The films were destined to screen at the Image Without Borders 2022 Film Festival, the Panda International Film Festival, and the Hong Kong Asian Film Festival organized by the Independent Short Film and Video Media Festival in Hong Kong.

The BBC tried to contact the directors without success. The only one who responded was Lu, director of “Quarantine Denny.” He said, “There is no sensitive content in the film, but unfortunately this film can’t do anything about it. I know the audience in Hong Kong, I hope everything will be fine in the future.”

According to Hong Kong’s new film censorship ordinance, a film must be screened before it can be shown in public places to determine whether it shows “threats” to “national security.”

According to the Hong Kong 01 news website, the film “The three little boys” has scenes showing the Taiwan flag and military camps, which could be interpreted as “hidden messages” about Taiwan’s sovereignty. In addition, the film mentions the Republic of China (Taiwan’s official name in Chinese), the national army, the president, all terms related to the island’s democratic system of government, and reflects the country’s independence, which so offends Hong Kong’s communist authorities.

In the film “The Runaways,” which deals with the situation of Vietnamese migrants living in Taiwan, a protest is shown in front of the Taiwanese presidential building, a sore point for the Chinese communist regime, which has control of the Hong Kong government.

A film expert and professor at Hong Kong Baptist University’s School of Film, Wu Guokun, said that Taiwan issues are becoming increasingly politically sensitive and Hong Kong authorities are not being clear on foreign film censorship rules.

Wu pointed out that Hong Kong’s film censorship mechanism is regressing, as “going back to the 1950s.” At that time, the Cold War and the struggle between the Kuomintang and the Communist Party led to political instability in Hong Kong.

Wu said that film censorship in Hong Kong is advancing and compared it to censorship in the 1950s; when the Cold War was at its height, and the struggle between the Kuomintang (Taiwan’s Nationalist party) and the Chinese Communist Party, led Hong Kong to political instability. As a result, censorship of Chinese and Taiwanese films was the order of the day.

An example of this is that films depicting the Cultural Revolution as positive were allowed, however, films that criticized the Chinese Communist Party, such as the Taiwanese film “If I Was Real,” which criticized the Cultural Revolution, were banned.

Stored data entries
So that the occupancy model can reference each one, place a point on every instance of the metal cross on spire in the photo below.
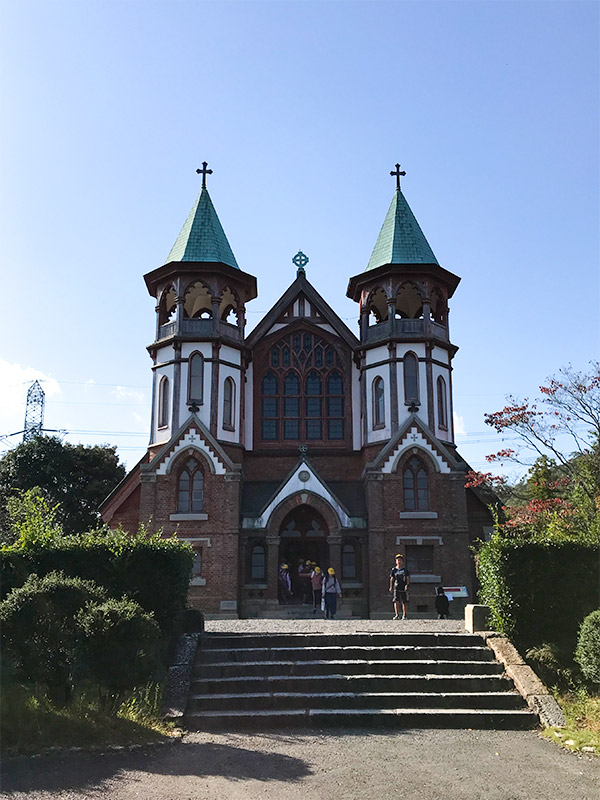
(397, 173)
(204, 172)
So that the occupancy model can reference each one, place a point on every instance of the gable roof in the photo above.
(415, 433)
(202, 237)
(301, 286)
(192, 434)
(400, 240)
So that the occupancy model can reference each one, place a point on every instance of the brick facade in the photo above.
(349, 462)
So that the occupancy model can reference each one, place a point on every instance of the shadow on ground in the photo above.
(90, 770)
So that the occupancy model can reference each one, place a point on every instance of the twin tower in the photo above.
(302, 441)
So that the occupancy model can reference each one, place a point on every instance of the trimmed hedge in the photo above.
(153, 571)
(39, 632)
(539, 592)
(587, 653)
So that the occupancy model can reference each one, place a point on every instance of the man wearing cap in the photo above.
(330, 591)
(399, 580)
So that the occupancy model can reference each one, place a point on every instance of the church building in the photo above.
(302, 441)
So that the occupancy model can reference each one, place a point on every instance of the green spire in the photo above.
(202, 237)
(400, 240)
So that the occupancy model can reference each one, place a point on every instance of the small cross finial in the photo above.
(300, 260)
(204, 172)
(397, 173)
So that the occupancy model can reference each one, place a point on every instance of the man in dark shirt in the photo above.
(399, 580)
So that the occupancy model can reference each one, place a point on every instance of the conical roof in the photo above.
(202, 237)
(400, 240)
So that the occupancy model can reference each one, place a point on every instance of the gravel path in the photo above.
(335, 626)
(354, 765)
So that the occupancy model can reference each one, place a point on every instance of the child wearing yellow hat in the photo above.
(330, 591)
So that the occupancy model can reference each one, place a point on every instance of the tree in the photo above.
(74, 477)
(561, 430)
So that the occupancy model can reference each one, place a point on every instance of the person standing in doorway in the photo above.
(330, 591)
(316, 578)
(399, 580)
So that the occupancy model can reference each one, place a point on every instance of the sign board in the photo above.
(455, 591)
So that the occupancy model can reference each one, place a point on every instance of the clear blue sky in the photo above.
(301, 109)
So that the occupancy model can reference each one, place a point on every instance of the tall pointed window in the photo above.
(335, 406)
(229, 404)
(416, 487)
(411, 379)
(291, 406)
(196, 379)
(301, 394)
(378, 403)
(269, 407)
(314, 406)
(190, 488)
(163, 402)
(442, 405)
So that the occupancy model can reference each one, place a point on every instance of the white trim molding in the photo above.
(414, 438)
(192, 441)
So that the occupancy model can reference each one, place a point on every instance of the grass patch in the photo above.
(32, 722)
(582, 712)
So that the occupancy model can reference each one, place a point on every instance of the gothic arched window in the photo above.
(416, 487)
(163, 402)
(269, 407)
(190, 488)
(302, 391)
(314, 406)
(196, 379)
(411, 379)
(378, 403)
(229, 404)
(442, 406)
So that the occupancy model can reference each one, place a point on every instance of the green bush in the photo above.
(39, 633)
(587, 653)
(538, 592)
(121, 646)
(148, 568)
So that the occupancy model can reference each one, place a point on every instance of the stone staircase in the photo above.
(403, 680)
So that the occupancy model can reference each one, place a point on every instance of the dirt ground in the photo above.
(355, 765)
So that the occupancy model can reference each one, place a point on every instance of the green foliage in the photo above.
(39, 632)
(552, 665)
(538, 591)
(121, 645)
(33, 519)
(587, 653)
(76, 477)
(148, 568)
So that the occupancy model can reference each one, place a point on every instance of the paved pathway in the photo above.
(419, 625)
(356, 765)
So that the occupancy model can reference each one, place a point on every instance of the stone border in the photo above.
(536, 695)
(179, 678)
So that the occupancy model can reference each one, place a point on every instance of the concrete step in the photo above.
(233, 641)
(354, 700)
(372, 718)
(352, 683)
(355, 667)
(392, 653)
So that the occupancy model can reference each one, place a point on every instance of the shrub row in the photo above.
(151, 570)
(60, 631)
(539, 592)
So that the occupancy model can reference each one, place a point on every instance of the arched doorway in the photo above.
(303, 537)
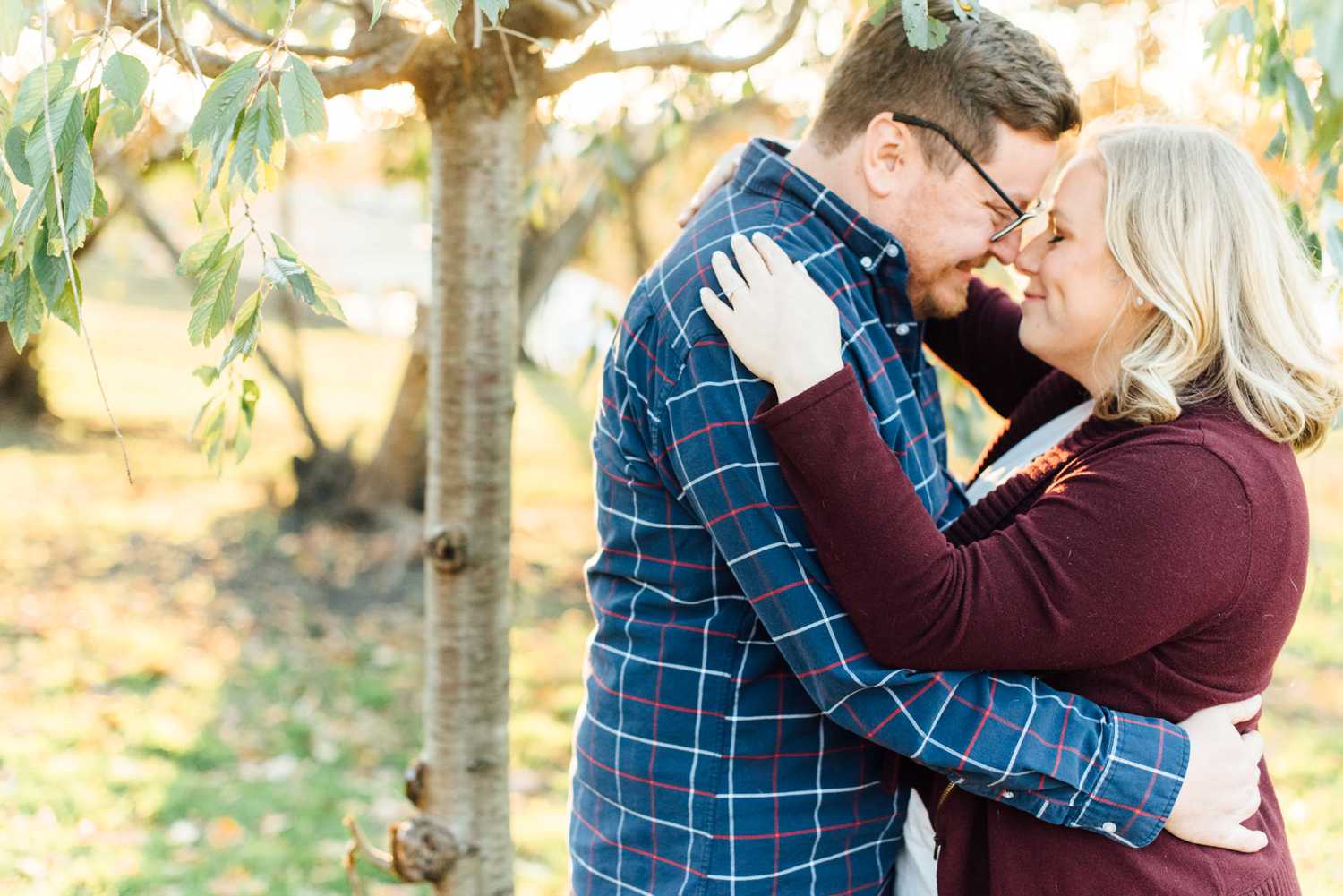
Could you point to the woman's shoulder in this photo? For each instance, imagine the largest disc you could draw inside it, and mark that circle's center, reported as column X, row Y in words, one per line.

_Task description_. Condense the paragraph of the Hong Kong film censorship passage that begins "According to the Hong Kong 01 news website" into a short bulleted list that keeps its main facts.

_Reply to the exercise_.
- The source is the Hong Kong 01 news website.
- "The three little boys" shows the Taiwan flag and military camps, which could be read as "hidden messages" about Taiwan's sovereignty.
- The film mentions the Republic of China, the national army and the president, all terms tied to Taiwan's democratic system of government.
- It reflects Taiwan's independence, which offends Hong Kong's communist authorities.